#### [Items from a data source]
++++++
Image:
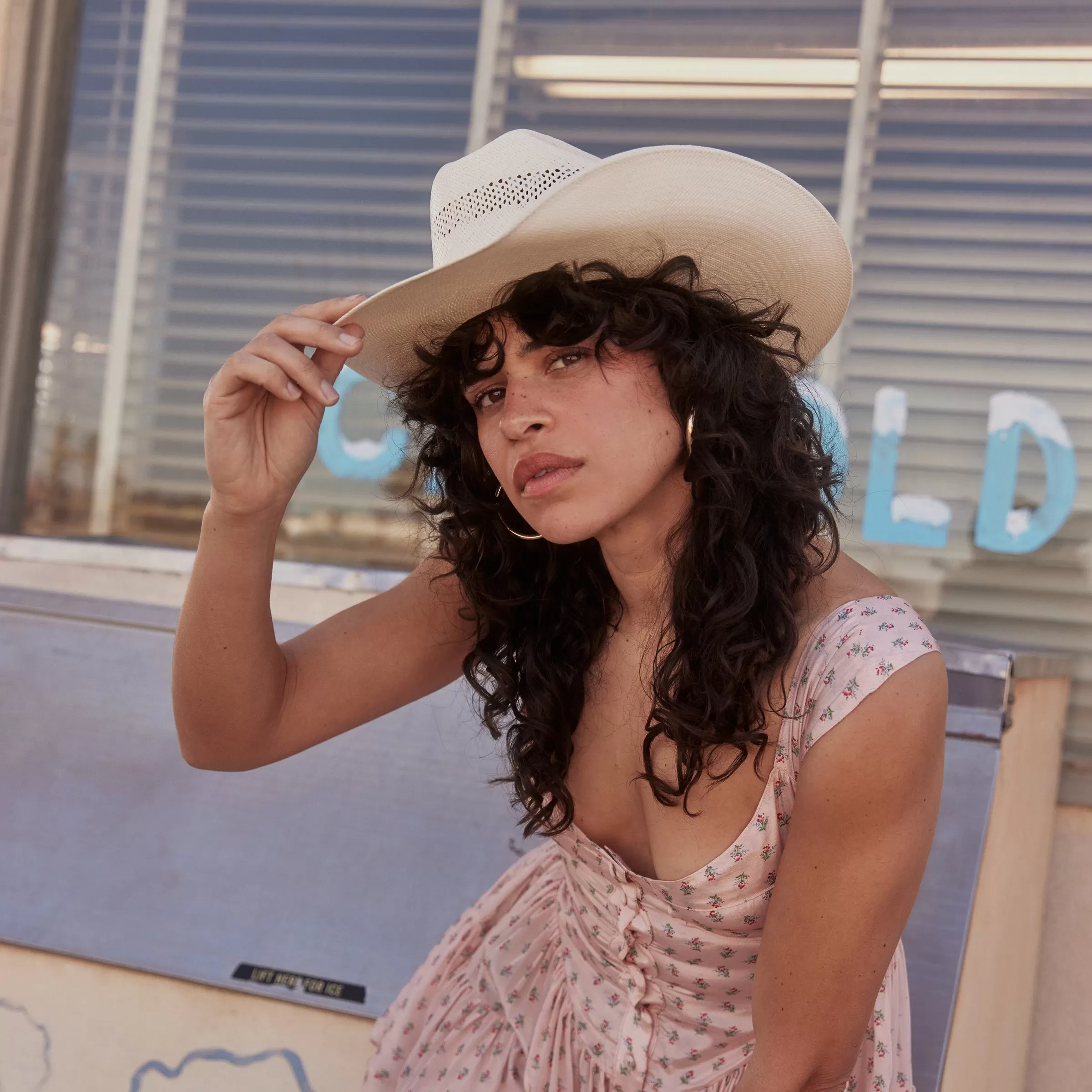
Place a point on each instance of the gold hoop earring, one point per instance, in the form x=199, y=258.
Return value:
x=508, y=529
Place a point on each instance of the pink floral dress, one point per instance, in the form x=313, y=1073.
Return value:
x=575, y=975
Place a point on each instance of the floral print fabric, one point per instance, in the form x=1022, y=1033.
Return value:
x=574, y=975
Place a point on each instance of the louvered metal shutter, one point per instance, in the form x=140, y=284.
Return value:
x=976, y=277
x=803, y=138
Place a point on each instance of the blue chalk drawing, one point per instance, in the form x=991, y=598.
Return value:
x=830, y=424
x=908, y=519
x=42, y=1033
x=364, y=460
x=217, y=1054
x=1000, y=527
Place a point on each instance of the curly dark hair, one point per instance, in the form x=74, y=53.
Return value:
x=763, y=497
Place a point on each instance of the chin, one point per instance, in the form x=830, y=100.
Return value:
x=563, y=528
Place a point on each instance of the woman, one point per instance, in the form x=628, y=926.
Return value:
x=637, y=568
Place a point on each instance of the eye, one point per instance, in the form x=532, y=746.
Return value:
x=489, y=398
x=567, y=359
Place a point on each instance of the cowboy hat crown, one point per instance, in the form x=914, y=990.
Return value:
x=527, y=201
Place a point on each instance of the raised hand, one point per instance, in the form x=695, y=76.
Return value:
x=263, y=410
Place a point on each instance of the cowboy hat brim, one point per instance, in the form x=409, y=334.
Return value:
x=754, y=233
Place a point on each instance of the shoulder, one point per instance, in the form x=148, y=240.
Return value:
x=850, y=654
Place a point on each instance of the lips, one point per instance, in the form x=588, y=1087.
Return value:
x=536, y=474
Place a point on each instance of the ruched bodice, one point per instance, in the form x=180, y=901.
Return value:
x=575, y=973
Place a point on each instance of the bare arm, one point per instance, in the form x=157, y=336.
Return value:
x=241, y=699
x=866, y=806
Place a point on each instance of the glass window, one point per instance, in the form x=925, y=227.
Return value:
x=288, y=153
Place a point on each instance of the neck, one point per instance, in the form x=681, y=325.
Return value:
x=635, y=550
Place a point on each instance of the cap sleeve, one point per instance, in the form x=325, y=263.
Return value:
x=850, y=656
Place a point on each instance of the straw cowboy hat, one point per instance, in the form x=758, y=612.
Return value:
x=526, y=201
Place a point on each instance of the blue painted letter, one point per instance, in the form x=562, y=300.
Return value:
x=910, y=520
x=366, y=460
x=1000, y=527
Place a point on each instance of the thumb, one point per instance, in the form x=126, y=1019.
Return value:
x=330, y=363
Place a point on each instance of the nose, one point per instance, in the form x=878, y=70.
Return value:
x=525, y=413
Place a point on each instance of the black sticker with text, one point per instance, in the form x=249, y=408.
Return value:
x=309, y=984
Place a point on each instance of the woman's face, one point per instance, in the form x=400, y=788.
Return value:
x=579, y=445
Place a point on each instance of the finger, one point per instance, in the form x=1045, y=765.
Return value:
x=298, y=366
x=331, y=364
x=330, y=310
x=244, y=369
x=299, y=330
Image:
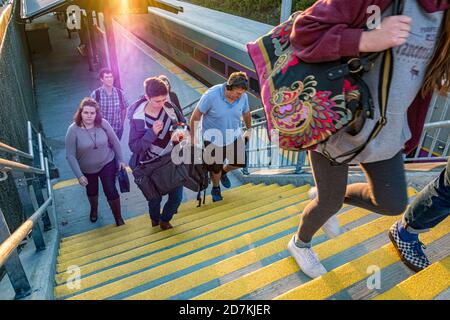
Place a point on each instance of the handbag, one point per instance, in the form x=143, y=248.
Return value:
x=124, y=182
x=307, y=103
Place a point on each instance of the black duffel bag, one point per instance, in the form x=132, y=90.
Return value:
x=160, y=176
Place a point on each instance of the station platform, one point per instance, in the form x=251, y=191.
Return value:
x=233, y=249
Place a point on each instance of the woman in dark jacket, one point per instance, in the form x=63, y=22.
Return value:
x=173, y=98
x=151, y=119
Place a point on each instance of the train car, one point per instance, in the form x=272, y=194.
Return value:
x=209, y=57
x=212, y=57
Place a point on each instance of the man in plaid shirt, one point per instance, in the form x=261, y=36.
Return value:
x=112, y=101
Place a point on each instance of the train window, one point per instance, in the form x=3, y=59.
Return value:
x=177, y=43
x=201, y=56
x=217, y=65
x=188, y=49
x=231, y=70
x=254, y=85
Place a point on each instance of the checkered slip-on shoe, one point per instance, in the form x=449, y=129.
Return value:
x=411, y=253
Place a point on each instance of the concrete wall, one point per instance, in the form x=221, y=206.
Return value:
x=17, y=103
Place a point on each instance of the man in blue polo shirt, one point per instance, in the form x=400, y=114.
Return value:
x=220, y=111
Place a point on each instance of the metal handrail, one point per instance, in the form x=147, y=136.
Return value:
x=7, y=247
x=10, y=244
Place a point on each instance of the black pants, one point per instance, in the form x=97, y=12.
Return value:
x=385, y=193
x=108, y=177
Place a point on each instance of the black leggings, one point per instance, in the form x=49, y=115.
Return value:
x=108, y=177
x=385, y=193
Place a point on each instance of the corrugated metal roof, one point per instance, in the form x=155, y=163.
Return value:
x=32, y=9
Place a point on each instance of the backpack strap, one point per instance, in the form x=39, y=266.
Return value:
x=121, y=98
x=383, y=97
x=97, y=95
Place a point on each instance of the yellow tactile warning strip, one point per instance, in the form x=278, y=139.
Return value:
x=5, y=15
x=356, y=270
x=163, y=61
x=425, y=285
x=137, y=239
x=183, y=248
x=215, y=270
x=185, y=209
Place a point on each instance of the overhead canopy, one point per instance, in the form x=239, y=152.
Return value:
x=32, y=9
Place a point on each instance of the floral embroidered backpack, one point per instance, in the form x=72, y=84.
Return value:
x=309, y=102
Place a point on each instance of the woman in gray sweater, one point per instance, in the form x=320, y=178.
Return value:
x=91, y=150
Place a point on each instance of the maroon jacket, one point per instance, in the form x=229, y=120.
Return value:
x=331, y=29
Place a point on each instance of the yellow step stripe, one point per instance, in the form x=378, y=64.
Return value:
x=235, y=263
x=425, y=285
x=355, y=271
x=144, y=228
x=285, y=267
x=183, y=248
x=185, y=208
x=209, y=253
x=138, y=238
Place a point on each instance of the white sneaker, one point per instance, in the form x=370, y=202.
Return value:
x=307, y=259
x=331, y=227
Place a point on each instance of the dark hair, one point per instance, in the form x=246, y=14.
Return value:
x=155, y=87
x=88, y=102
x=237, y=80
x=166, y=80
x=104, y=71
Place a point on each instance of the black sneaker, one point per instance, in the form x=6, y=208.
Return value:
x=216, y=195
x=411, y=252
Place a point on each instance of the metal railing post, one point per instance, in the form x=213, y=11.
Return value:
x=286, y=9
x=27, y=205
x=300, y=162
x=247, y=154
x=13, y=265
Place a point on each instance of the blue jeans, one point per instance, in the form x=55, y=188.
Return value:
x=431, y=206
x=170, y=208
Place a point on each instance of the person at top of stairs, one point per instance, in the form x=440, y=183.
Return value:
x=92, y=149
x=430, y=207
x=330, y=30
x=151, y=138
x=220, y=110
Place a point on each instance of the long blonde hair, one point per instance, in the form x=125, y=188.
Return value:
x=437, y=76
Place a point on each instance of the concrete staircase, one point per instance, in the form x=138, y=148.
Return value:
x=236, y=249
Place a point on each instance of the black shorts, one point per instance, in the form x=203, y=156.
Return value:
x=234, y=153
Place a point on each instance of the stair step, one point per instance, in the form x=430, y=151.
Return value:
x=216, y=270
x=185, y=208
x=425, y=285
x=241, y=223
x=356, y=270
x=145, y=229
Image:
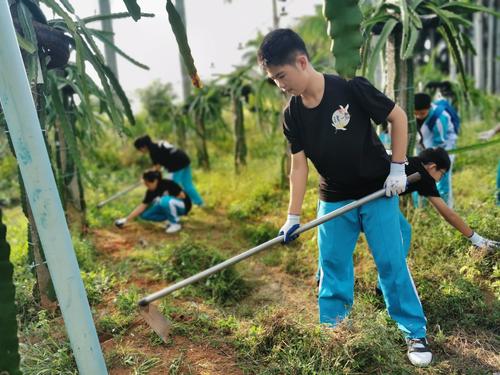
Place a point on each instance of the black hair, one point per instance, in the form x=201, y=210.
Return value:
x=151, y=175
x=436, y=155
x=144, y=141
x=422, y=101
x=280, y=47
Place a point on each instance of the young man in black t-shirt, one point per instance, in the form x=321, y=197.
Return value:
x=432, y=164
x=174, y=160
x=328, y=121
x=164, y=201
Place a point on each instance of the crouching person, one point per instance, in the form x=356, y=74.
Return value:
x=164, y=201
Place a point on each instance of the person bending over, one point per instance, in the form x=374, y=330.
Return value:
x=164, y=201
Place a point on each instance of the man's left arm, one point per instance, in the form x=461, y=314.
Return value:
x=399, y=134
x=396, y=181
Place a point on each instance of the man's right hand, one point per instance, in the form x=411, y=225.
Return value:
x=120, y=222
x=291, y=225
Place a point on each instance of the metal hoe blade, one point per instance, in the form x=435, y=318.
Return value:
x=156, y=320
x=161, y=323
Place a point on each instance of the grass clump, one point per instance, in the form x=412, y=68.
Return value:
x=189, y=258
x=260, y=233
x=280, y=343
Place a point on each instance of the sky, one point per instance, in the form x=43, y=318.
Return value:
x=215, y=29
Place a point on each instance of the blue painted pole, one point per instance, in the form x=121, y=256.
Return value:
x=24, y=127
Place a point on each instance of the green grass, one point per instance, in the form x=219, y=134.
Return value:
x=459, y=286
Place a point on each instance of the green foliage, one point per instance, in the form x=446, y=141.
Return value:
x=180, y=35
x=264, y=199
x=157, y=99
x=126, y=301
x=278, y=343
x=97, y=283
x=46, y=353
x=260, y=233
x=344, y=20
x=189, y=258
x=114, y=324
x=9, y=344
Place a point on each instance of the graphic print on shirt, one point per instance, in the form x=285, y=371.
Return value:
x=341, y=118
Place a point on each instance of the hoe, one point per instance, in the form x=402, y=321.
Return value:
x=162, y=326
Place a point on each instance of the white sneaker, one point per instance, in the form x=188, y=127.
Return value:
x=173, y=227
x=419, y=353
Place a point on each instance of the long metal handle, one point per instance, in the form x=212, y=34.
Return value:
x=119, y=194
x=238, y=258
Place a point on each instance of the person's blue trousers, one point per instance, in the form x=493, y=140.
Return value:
++++++
#### [Exercise objective]
Starting with the line that contains "Place a point on each instance of the metal hoe" and going on through the line that contains "x=24, y=127", rewrite those lines with "grass clump" changed to "tuft of grass", keeping everything else the same.

#### [The reply]
Place a point on each instance of the metal hoe blade, one point per instance, in the form x=435, y=318.
Return value:
x=156, y=320
x=161, y=323
Place a point on each instance of the tuft of grass, one point per instance, in the form x=412, y=68.
Return value:
x=189, y=258
x=260, y=233
x=280, y=343
Place a point on each instance of the sky, one point per instance, in the form x=43, y=318.
Return value:
x=215, y=29
Place a point on each instance of the blue painted pole, one point per instance, in the form x=121, y=256.
Return value:
x=24, y=127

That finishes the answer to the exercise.